### Text passage
Not only are blacks playing against whites in South Africa nowadays, but they are also playing with them

It is Saturday afternoon in Johannesburg, a highveldt winter day under clear skies, the sun weakened by a chill north wind from the snow-shrouded Drakensberg mountains. A white schoolboy, 13, puts on his track suit and old sneakers and heads for a piece of dusty open ground in the shadow of an apartment block near the Parkview Synagogue. He meets some schoolmates, and—Caucasians all—they join with a crowd of black men, workers in the smart white suburbs. Together, they play soccer until the light is fading. That's when Edward Hlabane—coach, center forward, referee, linesman, chief cheerleader and descendant of a Zulu warrior—cracks a joke: "Watch that goalkeeper now. Don't shoot until you see the whites of his eyes." Everybody laughs hugely.

The white boys and the black men share a Coke or two. They talk about their idols: Pelé, Jomo Sono of the Moroka Swallows, Patrick (Ace) Ntsoelengoe of the Kaiser Chiefs. Then they shake, first joining hands, then thumbs, then hands again, then clasping fingers, and they go off to their different worlds.

On another Saturday afternoon in South Africa, a televised sports special shows black and white boxers mixing it up, black marathon runners outstriding white competitors, black cyclists riding against whites, a black horseman among whites in a gymkhana and black athletes up against whites at a white Afrikaans university.

### Dataset section
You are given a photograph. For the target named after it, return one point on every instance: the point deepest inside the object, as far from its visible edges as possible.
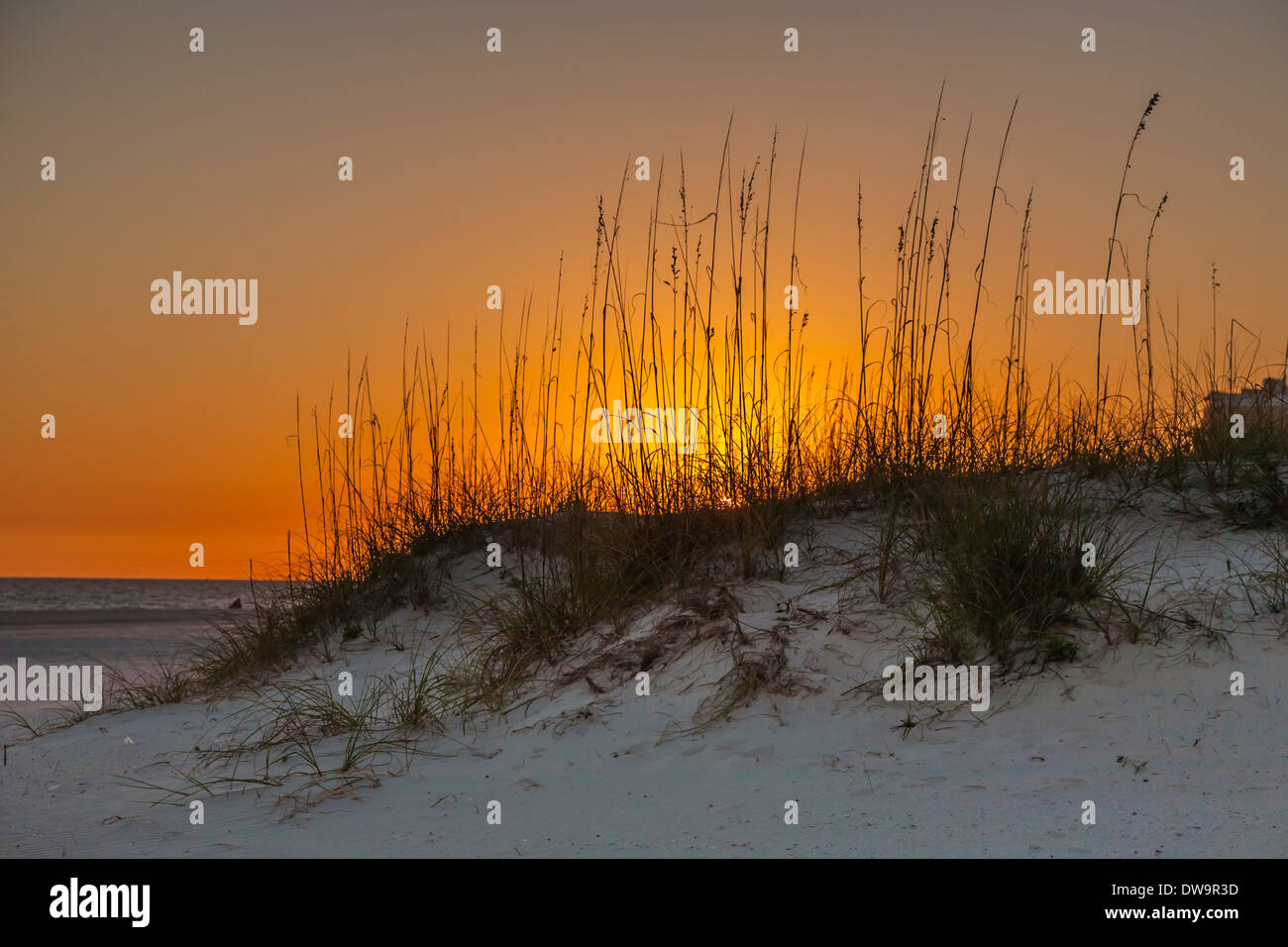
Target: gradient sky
(476, 169)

### Prompt
Answer these from the sport in South Africa text above:
(a) Where does the 13-year-old schoolboy go to play?
(b) Which club is Patrick (Ace) Ntsoelengoe linked with?
(c) Where does the televised special show black athletes competing against whites?

### Exercise solution
(a) A piece of dusty open ground in the shadow of an apartment block near the Parkview Synagogue.
(b) The Kaiser Chiefs.
(c) At a white Afrikaans university.